[Document segment — start]

Featured Faculty Publications

Featured Faculty Publications

These representative examples of books by Department of Linguistics faculty members reflect the broad scope of scholarly inquiry that our curriculum inspires.

Santiago Barreda and Noah Silbert - Bayesian Multilevel Models for Repeated Measures Data: A Conceptual and Practical Introduction in R

This comprehensive book is an introduction to multilevel Bayesian models in R using brms and the Stan programming language. Featuring a series of fully worked analyses of repeated measures data, the focus is placed on active learning through the analyses of the progressively more complicated models presented throughout the book.

Robert Bayley, Dennis R. Preston, and Xiaoshi Li, eds.: Variation in Second and Heritage Languages: Crosslinguistic perspectives

Variationist work in Second Language Acquisition (SLA) began in the mid 1970s and steadily progressed during the 1980s. Much of it was reviewed along with newer approaches in Bayley and Preston 1996 (B&P), heavily devoted to VARBRUL analyses that exposed the variability in developing interlanguages and placed variationist work within the canon of SLA. This new volume features three developing trends.

[Document segment — finish]
[Information supplied — start]

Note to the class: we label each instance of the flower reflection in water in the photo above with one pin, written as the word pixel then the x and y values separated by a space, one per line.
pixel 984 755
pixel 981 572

[Information supplied — finish]

__Work instruction__. Decide whether each statement agrees with the featured faculty publications page, and answer yes or no with the deciding words quoted from the page. 1. The book by Santiago Barreda and Noah Silbert uses brms and the Stan programming language. 2. Variationist work in Second Language Acquisition began in the mid 1980s. 3. The volume edited by Bayley, Preston, and Li features three developing trends.

__Answer area__.
1. Yes: "an introduction to multilevel Bayesian models in R using brms and the Stan programming language"
2. No: "began in the mid 1970s and steadily progressed during the 1980s"
3. Yes: "This new volume features three developing trends."